- _Assigned task_:
Return the full set of records, matching them character for character.

Data extracted from a collection:
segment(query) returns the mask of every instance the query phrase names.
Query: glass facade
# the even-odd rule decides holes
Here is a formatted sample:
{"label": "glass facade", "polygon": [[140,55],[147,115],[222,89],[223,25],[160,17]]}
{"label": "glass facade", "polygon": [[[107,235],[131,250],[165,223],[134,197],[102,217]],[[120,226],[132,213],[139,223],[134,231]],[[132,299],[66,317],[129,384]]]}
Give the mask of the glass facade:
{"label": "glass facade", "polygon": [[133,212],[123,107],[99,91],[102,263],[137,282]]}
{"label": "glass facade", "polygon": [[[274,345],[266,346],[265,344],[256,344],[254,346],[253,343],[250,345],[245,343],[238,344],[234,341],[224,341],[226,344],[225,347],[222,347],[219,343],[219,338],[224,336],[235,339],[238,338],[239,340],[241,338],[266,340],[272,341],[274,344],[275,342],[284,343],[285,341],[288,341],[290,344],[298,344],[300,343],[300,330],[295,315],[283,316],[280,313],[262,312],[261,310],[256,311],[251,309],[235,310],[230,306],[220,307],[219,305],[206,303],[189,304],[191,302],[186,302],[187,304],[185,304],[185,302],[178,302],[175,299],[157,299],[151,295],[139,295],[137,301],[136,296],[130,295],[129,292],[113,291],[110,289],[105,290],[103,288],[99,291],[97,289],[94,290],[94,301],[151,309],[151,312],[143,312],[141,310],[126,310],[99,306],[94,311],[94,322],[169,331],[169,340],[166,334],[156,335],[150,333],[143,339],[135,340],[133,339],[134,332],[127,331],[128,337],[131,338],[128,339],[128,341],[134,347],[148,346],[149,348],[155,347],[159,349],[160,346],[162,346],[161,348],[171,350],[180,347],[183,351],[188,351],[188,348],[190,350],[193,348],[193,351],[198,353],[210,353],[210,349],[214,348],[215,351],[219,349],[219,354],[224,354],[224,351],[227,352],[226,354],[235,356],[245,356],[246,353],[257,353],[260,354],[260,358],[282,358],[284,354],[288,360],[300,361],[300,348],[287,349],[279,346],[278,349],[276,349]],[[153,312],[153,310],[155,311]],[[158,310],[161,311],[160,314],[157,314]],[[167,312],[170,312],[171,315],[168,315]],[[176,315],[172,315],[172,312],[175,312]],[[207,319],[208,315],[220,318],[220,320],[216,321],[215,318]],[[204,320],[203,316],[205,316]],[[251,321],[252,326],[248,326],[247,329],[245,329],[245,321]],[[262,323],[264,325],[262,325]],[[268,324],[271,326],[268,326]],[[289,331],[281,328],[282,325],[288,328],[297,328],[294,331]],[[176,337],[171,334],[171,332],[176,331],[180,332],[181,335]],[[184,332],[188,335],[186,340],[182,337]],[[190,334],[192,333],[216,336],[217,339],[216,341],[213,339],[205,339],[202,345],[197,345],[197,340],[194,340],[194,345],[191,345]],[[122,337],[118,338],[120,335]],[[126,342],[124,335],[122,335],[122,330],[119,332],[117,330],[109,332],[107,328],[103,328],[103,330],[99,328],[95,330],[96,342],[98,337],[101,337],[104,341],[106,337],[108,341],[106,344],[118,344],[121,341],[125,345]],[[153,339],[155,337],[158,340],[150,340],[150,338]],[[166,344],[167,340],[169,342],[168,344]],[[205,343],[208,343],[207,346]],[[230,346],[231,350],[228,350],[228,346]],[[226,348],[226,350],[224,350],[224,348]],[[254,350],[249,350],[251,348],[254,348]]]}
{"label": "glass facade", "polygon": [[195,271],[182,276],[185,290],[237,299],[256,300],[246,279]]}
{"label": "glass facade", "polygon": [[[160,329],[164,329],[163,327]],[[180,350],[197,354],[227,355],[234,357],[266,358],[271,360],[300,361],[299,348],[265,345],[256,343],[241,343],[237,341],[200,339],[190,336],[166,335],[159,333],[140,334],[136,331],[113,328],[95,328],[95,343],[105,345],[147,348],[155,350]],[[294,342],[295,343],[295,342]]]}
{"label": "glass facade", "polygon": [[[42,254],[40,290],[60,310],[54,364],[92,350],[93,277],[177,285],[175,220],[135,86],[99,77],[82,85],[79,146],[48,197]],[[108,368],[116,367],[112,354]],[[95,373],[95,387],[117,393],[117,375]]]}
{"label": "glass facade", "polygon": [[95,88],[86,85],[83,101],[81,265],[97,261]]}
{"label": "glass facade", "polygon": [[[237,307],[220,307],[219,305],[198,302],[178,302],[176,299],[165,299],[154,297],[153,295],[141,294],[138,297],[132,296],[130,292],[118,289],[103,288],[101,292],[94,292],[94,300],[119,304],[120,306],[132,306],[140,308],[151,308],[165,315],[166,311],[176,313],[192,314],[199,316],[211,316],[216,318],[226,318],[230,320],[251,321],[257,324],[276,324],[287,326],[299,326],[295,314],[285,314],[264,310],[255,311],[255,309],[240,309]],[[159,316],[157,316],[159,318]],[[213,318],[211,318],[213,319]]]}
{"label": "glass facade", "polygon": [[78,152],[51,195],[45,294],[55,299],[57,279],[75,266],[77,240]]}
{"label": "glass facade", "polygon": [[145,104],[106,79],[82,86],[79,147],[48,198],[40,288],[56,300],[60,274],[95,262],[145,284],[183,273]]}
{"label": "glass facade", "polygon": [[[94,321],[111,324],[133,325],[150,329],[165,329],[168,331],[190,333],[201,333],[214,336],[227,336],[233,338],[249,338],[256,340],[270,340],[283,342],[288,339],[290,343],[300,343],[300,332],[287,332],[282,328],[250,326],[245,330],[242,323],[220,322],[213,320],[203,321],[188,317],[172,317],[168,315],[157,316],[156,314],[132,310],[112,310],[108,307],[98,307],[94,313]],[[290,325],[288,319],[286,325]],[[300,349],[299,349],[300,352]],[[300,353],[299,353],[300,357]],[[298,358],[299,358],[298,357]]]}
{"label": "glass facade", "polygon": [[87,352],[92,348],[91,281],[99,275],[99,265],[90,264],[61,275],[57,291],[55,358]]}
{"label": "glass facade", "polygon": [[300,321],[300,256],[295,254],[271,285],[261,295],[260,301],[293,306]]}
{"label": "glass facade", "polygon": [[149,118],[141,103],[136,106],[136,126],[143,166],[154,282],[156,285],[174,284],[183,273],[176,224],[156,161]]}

- _Task solution_:
segment(query) returns the mask of every instance the query phrase names.
Query: glass facade
# the even-odd rule decides holes
Here is a formatted sample:
{"label": "glass facade", "polygon": [[140,55],[147,115],[222,89],[223,25],[160,17]]}
{"label": "glass facade", "polygon": [[[107,235],[131,250],[165,223],[134,197],[102,217]],[[120,226],[132,213],[139,223],[134,231]],[[132,299],[66,317],[129,384]]]}
Give the mask of the glass facade:
{"label": "glass facade", "polygon": [[133,212],[123,107],[99,91],[102,263],[137,282]]}
{"label": "glass facade", "polygon": [[[274,345],[266,346],[265,344],[256,344],[254,346],[253,343],[250,345],[245,343],[238,344],[234,341],[224,341],[226,344],[225,347],[222,347],[219,343],[219,338],[224,336],[235,339],[238,338],[239,340],[241,338],[266,340],[272,341],[274,344],[275,342],[284,343],[285,341],[288,341],[290,344],[298,344],[300,343],[300,330],[295,315],[283,316],[280,313],[262,312],[261,310],[256,311],[251,309],[235,310],[230,306],[220,307],[219,305],[206,303],[189,304],[191,302],[186,302],[187,304],[185,304],[185,302],[178,302],[175,299],[157,299],[151,295],[139,295],[137,301],[136,296],[130,295],[129,292],[113,291],[110,289],[105,290],[103,288],[99,291],[97,289],[94,290],[94,301],[151,309],[151,312],[143,312],[141,310],[126,310],[99,306],[94,311],[94,322],[169,331],[169,340],[166,334],[156,335],[150,333],[143,339],[135,340],[133,339],[134,332],[127,331],[128,337],[131,338],[128,339],[128,341],[134,347],[148,346],[149,348],[155,347],[159,349],[160,346],[162,346],[161,348],[171,350],[180,347],[183,351],[188,351],[188,348],[190,350],[193,348],[193,351],[198,353],[210,353],[210,349],[214,348],[215,351],[219,349],[219,354],[224,354],[224,351],[227,352],[226,354],[235,356],[245,356],[246,353],[257,353],[260,354],[260,358],[282,358],[284,354],[288,360],[300,361],[300,348],[287,349],[279,346],[278,349],[276,349]],[[153,312],[153,310],[155,311]],[[158,310],[161,311],[160,314],[157,314]],[[167,312],[170,312],[171,315],[168,315]],[[176,315],[172,315],[172,312],[175,312]],[[207,319],[208,315],[220,318],[220,320],[216,321],[215,318]],[[204,320],[203,316],[205,316]],[[251,321],[252,326],[248,326],[247,329],[245,329],[245,321]],[[262,323],[264,325],[262,325]],[[268,324],[271,326],[268,326]],[[289,331],[281,328],[282,325],[288,328],[297,328],[294,331]],[[176,337],[171,334],[171,332],[176,331],[180,332],[181,335]],[[184,332],[188,335],[186,340],[182,337]],[[190,334],[192,333],[216,336],[217,339],[216,341],[213,339],[205,339],[202,345],[197,345],[197,340],[194,340],[194,345],[191,345]],[[122,337],[118,338],[120,335]],[[126,342],[124,335],[122,335],[122,330],[119,332],[117,330],[109,332],[107,328],[103,328],[103,330],[99,328],[95,330],[96,342],[98,337],[101,337],[104,341],[106,337],[108,341],[106,344],[118,344],[121,341],[125,345]],[[153,339],[155,337],[158,340],[150,340],[150,338]],[[166,344],[167,340],[169,342],[168,344]],[[205,343],[208,343],[207,346]],[[230,346],[231,350],[228,350],[228,346]],[[226,348],[226,350],[224,350],[224,348]],[[254,350],[249,350],[251,348],[254,348]]]}
{"label": "glass facade", "polygon": [[195,271],[182,276],[185,290],[237,299],[256,300],[246,279]]}
{"label": "glass facade", "polygon": [[[160,329],[164,329],[163,327]],[[180,350],[197,354],[227,355],[234,357],[266,358],[271,360],[300,361],[299,348],[265,345],[256,343],[241,343],[237,341],[200,339],[190,336],[166,335],[159,333],[140,334],[136,331],[113,328],[95,328],[95,343],[105,345],[147,348],[155,350]],[[294,342],[295,343],[295,342]]]}
{"label": "glass facade", "polygon": [[[42,254],[40,290],[60,310],[54,364],[92,350],[93,277],[177,285],[175,220],[135,86],[99,77],[82,85],[79,146],[48,197]],[[108,368],[116,367],[112,354]],[[95,373],[95,387],[117,393],[117,375]]]}
{"label": "glass facade", "polygon": [[95,88],[86,85],[83,101],[81,265],[97,261]]}
{"label": "glass facade", "polygon": [[[237,307],[220,307],[219,305],[198,302],[178,302],[176,299],[165,299],[154,297],[153,295],[141,294],[138,297],[132,296],[130,292],[118,289],[103,288],[101,292],[94,292],[94,300],[119,304],[120,306],[132,306],[140,308],[151,308],[165,315],[166,311],[176,313],[192,314],[199,316],[211,316],[216,318],[226,318],[230,320],[251,321],[257,324],[276,324],[287,326],[299,326],[295,314],[285,314],[264,310],[255,311],[255,309],[240,309]],[[159,316],[157,316],[159,318]],[[213,318],[211,318],[213,319]]]}
{"label": "glass facade", "polygon": [[78,152],[51,195],[45,294],[55,299],[57,279],[75,266],[77,240]]}
{"label": "glass facade", "polygon": [[145,104],[106,79],[82,86],[79,147],[48,198],[40,288],[56,300],[60,274],[95,262],[145,284],[183,273]]}
{"label": "glass facade", "polygon": [[[94,321],[111,324],[133,325],[150,329],[165,329],[168,331],[190,333],[201,333],[214,336],[227,336],[233,338],[249,338],[256,340],[270,340],[283,342],[288,339],[290,343],[300,343],[300,332],[287,332],[282,328],[250,326],[245,330],[242,323],[220,322],[213,320],[203,321],[188,317],[172,317],[168,315],[157,316],[156,314],[132,310],[112,310],[108,307],[98,307],[94,313]],[[290,325],[288,319],[286,325]],[[300,349],[299,349],[300,352]],[[300,353],[299,353],[300,357]],[[298,358],[299,358],[298,357]]]}
{"label": "glass facade", "polygon": [[87,352],[92,348],[91,281],[99,275],[99,265],[90,264],[61,275],[57,291],[55,358]]}
{"label": "glass facade", "polygon": [[300,321],[300,256],[295,254],[271,285],[261,295],[260,301],[293,306]]}
{"label": "glass facade", "polygon": [[149,118],[141,103],[136,106],[136,126],[143,166],[154,282],[156,285],[174,284],[183,273],[176,224],[156,161]]}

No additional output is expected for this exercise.